(WORK ITEM): The expected answer is the set of lines in the data below between the line holding "Should you be willing to segment every instance of the long" and the line holding "Should you be willing to segment every instance of the right", inclusive, written out exactly.
____
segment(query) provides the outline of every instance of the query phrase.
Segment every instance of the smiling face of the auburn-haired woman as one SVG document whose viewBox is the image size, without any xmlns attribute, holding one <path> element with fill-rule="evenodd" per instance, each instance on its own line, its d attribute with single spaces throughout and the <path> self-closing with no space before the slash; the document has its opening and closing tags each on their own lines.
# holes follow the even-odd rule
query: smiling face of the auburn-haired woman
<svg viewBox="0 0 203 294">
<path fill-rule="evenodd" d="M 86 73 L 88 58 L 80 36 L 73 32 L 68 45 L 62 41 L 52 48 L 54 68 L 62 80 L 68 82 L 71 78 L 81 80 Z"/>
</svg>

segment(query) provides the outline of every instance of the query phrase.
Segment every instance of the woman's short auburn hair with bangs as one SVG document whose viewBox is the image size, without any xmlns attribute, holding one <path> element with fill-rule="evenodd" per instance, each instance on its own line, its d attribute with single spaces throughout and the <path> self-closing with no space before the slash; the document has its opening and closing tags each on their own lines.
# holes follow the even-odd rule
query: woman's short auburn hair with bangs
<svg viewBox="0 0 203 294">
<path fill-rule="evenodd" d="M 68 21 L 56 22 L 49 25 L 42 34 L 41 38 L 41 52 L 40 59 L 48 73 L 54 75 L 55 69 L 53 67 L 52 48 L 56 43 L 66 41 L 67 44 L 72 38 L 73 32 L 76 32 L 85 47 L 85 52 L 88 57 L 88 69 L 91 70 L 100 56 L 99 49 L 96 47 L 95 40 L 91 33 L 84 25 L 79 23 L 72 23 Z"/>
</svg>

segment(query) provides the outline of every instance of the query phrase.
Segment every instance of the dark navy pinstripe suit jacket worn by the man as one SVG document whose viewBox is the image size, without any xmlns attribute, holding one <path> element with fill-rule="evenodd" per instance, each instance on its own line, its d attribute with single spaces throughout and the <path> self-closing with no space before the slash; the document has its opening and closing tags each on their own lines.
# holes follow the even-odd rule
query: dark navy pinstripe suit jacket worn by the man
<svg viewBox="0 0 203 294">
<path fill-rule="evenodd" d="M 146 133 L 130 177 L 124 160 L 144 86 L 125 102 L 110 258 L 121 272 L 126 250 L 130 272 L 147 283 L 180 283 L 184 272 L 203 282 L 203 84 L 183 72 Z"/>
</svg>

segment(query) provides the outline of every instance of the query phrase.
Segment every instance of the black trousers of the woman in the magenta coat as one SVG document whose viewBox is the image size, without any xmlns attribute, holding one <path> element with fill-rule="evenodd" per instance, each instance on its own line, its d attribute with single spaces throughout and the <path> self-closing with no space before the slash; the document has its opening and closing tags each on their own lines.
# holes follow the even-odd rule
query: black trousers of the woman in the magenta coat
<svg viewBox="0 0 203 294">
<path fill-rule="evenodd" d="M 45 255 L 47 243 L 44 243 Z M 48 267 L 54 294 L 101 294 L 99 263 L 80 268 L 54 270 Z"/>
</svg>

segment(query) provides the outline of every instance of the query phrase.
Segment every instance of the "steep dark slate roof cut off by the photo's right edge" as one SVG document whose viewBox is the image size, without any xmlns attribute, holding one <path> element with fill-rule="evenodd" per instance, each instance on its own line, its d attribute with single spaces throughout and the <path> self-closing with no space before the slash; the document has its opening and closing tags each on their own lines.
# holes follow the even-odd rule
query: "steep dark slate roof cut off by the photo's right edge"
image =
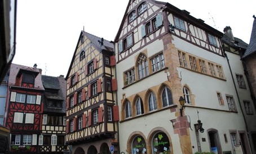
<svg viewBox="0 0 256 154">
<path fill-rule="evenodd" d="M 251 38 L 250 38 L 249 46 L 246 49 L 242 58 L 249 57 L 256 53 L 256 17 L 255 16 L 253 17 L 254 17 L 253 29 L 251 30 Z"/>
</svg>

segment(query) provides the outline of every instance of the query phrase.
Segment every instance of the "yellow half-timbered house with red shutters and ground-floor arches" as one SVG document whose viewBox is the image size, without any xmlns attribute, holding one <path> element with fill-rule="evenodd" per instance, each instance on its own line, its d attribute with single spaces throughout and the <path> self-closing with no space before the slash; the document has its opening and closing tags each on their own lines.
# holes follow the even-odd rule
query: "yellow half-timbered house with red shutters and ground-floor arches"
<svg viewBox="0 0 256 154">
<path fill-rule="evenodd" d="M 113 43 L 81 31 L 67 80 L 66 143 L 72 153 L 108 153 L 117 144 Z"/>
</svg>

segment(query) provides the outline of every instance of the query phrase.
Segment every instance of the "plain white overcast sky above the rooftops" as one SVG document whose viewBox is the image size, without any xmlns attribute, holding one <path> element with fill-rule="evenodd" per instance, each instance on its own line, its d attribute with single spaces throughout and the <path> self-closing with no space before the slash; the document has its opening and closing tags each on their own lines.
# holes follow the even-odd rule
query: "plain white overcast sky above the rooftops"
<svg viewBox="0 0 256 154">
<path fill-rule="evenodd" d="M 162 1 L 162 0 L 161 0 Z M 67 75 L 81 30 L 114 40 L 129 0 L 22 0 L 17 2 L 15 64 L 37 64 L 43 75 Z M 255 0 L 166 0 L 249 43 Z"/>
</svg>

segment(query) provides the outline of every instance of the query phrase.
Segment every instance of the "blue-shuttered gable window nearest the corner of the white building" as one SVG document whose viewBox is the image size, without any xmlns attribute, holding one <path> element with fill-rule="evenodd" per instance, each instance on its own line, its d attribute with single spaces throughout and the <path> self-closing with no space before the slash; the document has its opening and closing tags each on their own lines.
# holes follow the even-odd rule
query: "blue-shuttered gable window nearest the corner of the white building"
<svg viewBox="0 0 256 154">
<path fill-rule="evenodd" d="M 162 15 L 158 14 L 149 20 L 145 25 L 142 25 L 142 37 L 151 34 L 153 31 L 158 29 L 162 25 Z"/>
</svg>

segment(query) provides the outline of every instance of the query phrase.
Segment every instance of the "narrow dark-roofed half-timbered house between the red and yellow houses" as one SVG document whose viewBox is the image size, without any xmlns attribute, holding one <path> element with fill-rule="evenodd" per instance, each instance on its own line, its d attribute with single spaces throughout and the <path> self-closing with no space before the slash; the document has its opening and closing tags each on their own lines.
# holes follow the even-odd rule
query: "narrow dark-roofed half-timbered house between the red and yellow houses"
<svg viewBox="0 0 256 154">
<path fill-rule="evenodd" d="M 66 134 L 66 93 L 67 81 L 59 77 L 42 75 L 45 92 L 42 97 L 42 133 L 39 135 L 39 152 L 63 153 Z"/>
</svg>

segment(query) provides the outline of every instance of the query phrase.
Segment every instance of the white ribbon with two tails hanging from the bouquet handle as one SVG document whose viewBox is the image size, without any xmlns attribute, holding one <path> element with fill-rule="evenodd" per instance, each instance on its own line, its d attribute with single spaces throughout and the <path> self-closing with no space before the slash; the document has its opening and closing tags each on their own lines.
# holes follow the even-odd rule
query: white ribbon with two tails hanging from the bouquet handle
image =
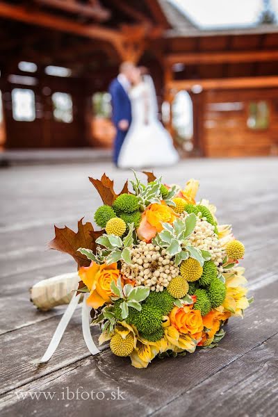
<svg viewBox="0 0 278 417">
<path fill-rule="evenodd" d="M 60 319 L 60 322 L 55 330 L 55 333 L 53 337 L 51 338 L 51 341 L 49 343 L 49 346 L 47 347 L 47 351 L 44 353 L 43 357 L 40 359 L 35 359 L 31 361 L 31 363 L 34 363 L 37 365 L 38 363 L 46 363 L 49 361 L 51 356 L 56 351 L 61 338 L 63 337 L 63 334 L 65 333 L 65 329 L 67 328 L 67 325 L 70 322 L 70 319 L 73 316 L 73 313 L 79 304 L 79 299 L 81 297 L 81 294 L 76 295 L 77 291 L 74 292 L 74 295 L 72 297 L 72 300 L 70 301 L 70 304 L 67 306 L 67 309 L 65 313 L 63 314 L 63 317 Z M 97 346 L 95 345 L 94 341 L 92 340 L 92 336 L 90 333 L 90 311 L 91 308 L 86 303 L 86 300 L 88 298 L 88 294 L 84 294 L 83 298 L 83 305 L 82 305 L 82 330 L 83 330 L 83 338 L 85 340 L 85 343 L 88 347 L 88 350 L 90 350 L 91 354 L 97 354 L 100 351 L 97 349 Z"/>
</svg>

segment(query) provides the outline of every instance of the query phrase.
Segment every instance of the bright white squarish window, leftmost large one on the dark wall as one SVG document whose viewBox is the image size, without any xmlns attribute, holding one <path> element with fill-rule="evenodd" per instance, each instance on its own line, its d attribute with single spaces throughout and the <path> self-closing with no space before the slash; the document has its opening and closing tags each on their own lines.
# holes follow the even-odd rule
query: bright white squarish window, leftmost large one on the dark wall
____
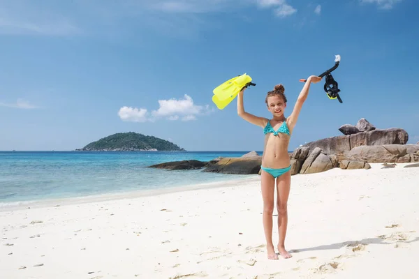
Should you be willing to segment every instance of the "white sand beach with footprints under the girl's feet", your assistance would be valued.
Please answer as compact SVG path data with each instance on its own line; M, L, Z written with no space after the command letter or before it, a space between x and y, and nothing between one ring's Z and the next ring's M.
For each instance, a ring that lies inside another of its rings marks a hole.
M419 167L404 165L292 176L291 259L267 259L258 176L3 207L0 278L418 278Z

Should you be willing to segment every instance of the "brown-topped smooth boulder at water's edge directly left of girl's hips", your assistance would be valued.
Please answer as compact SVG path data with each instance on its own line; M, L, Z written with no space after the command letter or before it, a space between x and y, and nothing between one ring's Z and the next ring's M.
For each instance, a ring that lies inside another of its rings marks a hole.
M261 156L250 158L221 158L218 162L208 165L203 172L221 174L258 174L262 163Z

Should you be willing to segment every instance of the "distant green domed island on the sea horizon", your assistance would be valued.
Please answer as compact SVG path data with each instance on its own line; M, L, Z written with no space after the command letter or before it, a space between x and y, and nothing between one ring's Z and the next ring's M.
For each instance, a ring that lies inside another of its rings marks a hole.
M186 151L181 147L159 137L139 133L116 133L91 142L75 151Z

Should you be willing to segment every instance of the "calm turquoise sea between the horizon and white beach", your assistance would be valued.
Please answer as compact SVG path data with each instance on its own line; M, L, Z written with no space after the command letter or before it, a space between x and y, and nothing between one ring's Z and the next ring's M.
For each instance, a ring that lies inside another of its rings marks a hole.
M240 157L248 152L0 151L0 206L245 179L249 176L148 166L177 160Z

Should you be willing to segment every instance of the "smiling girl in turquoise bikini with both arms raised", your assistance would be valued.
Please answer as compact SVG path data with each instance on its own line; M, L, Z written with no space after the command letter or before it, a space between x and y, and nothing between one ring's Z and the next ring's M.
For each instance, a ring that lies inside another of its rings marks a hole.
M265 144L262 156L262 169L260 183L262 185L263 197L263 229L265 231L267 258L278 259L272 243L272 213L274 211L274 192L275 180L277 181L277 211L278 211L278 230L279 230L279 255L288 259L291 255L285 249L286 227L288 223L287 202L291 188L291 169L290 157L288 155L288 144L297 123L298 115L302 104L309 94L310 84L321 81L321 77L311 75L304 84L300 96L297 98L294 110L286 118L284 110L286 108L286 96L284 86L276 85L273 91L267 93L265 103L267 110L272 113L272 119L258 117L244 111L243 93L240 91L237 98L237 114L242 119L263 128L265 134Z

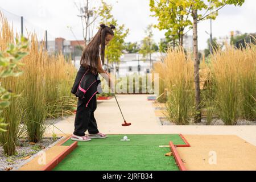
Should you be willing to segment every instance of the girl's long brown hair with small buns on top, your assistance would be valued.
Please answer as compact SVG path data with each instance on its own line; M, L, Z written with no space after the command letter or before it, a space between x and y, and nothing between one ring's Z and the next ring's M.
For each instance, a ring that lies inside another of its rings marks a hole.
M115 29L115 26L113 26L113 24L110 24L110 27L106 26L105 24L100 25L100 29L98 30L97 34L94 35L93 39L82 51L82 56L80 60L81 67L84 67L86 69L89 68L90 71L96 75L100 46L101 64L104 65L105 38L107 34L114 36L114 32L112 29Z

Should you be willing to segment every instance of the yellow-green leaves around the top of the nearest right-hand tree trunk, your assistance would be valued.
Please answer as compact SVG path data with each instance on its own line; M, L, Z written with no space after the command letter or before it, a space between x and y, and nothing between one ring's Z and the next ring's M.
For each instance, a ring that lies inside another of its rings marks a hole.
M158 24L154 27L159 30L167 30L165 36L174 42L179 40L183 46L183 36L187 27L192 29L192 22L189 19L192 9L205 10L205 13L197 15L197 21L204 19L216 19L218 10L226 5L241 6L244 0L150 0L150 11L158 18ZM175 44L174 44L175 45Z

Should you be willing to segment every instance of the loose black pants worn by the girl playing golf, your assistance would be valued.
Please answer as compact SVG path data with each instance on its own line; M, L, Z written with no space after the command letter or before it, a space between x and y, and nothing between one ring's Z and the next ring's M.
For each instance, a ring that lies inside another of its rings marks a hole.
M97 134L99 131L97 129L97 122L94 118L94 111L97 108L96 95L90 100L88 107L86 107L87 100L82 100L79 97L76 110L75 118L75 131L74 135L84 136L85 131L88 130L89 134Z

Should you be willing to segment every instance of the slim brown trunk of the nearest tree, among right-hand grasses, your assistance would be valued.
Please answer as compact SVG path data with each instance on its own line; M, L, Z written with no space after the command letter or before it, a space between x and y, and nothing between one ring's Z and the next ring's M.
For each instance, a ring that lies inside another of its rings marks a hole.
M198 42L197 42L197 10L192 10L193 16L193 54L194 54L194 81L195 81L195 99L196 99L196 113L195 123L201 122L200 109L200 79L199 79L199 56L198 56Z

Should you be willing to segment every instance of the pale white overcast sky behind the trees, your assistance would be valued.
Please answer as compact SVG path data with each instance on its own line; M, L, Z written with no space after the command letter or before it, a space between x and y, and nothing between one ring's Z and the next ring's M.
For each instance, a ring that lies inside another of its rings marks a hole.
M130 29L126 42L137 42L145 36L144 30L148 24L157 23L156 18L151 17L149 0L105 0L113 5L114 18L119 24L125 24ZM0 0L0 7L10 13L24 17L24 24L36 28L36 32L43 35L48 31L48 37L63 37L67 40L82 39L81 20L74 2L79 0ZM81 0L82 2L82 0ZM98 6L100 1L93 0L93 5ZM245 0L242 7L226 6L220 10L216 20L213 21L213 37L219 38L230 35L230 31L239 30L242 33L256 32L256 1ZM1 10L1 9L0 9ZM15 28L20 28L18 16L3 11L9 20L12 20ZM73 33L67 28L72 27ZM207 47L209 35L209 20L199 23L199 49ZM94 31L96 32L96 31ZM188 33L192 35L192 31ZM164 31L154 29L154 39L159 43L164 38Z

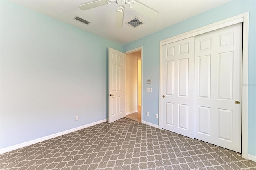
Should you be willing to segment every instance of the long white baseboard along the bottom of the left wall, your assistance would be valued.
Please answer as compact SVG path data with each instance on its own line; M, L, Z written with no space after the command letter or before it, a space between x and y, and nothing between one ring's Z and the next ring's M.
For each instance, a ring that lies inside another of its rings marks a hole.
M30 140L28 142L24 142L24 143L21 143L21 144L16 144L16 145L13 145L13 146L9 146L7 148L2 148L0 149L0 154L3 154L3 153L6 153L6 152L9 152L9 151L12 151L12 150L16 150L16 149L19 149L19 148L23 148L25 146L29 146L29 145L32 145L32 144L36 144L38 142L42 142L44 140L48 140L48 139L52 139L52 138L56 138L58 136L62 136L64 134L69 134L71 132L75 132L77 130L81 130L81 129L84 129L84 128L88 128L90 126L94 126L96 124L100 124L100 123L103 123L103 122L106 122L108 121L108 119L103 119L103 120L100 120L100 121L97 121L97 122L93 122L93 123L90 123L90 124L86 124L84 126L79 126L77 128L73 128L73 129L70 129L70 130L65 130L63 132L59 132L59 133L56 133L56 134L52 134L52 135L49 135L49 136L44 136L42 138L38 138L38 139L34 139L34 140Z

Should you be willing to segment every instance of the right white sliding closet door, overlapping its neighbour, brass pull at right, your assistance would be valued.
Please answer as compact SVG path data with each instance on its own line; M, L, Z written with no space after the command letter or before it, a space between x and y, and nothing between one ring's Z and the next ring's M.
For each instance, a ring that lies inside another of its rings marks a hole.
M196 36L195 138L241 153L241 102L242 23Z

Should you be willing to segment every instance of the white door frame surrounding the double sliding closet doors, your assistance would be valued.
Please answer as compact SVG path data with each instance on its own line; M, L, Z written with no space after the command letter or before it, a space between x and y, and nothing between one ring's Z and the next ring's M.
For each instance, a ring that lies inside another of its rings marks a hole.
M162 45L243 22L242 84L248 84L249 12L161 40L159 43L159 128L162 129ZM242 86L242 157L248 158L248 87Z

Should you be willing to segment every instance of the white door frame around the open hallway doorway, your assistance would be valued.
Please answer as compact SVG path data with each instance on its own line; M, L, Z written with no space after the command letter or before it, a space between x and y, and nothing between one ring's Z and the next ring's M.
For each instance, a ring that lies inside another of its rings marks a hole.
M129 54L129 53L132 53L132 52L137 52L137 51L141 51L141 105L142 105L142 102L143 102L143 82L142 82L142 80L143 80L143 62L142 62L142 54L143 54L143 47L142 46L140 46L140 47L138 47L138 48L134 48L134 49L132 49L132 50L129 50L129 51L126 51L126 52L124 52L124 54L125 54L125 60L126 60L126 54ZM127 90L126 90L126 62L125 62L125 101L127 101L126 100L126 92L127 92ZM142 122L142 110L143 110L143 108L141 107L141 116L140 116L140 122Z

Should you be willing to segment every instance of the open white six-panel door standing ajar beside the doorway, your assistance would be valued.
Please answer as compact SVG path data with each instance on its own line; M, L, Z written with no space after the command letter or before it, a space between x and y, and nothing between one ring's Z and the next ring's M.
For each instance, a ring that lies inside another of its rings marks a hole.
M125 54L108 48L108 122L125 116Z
____
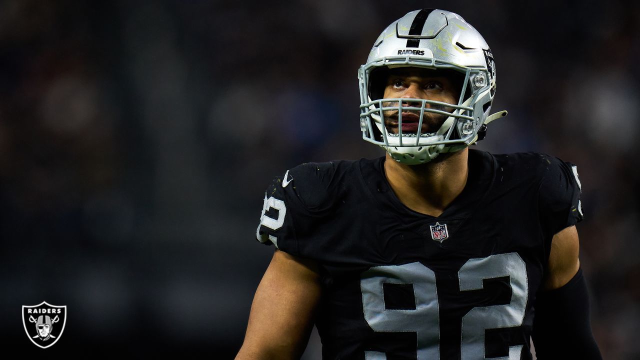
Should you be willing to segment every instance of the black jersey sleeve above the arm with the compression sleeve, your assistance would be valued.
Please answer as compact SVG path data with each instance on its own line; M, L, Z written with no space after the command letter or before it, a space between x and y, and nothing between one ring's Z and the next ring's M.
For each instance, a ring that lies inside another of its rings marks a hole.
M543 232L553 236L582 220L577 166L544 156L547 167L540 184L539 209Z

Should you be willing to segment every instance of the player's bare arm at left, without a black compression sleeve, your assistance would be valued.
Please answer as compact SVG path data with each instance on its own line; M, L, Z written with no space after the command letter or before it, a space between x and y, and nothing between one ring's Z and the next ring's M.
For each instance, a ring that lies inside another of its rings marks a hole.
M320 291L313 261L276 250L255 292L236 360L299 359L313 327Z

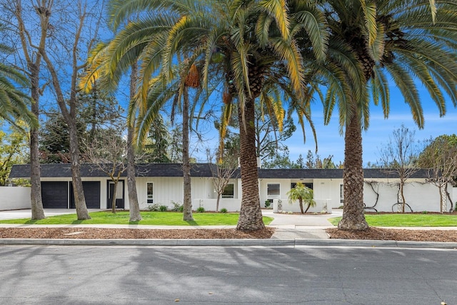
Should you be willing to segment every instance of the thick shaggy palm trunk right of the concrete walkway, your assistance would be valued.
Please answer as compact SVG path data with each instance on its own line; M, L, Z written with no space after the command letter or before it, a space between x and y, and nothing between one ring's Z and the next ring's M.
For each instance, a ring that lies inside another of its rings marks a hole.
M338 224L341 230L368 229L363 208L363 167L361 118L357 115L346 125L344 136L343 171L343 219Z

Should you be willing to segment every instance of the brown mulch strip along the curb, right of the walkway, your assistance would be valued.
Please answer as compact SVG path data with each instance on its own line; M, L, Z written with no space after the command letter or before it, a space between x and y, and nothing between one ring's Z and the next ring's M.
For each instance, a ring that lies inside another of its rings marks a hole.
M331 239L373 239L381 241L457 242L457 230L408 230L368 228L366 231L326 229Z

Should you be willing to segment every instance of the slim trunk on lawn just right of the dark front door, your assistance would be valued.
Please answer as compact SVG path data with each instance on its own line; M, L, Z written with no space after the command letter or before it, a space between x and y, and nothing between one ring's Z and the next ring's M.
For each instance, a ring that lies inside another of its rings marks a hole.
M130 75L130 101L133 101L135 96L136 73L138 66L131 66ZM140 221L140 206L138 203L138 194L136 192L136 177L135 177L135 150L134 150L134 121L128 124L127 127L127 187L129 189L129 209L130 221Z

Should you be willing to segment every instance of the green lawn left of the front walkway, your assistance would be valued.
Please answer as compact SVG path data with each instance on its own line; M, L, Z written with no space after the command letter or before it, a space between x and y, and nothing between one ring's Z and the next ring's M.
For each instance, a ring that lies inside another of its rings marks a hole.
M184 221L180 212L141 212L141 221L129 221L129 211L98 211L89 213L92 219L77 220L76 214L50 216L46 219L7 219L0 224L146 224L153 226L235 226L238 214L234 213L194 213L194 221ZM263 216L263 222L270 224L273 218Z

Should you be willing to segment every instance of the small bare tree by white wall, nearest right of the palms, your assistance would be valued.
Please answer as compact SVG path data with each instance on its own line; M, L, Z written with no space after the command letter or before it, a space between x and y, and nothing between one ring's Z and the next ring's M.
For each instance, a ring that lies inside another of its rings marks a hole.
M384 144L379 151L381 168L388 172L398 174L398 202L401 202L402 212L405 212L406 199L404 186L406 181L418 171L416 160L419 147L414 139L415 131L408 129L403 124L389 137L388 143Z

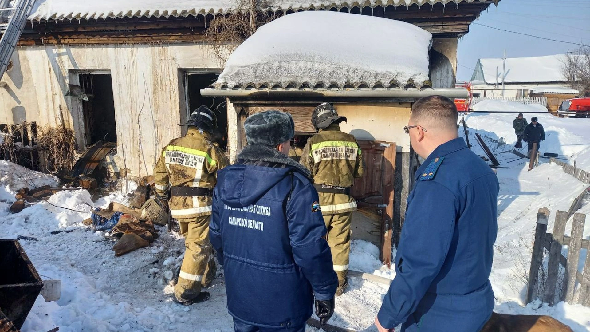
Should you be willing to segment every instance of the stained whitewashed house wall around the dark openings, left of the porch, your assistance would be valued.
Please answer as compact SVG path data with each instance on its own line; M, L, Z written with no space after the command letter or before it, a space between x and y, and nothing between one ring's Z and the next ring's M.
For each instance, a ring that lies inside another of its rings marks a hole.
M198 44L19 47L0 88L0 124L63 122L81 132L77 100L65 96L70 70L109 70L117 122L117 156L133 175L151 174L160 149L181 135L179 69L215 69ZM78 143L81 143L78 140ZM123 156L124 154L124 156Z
____
(EXERCISE OUTPUT):
Should you be willing to segment every instance of the long white baseboard along the bottom of the left wall, your assistance would be valued.
Please answer as compact SVG path data with each instance on its own line; M, L, Z written with no space after the command letter or before it, a space between x and y, and nothing between one ring's Z and the next ring's M.
For each instance, a ring that lies inside another of its rings marks a hole.
M30 140L28 142L24 142L24 143L21 143L21 144L16 144L16 145L13 145L13 146L9 146L7 148L2 148L0 149L0 154L3 154L3 153L6 153L6 152L9 152L9 151L12 151L12 150L16 150L16 149L19 149L19 148L23 148L25 146L29 146L29 145L32 145L32 144L36 144L38 142L42 142L44 140L48 140L48 139L52 139L52 138L56 138L58 136L62 136L64 134L69 134L71 132L75 132L77 130L81 130L81 129L84 129L84 128L88 128L90 126L94 126L96 124L100 124L100 123L103 123L103 122L106 122L108 121L108 119L103 119L103 120L100 120L100 121L97 121L97 122L93 122L93 123L90 123L90 124L86 124L84 126L79 126L77 128L73 128L73 129L70 129L70 130L65 130L63 132L59 132L59 133L56 133L56 134L52 134L52 135L49 135L49 136L44 136L42 138L38 138L38 139L34 139L34 140Z

Should you be willing to segment every instance of the right white sliding closet door, overlapping its neighbour, brass pull at right, your assistance would be valued.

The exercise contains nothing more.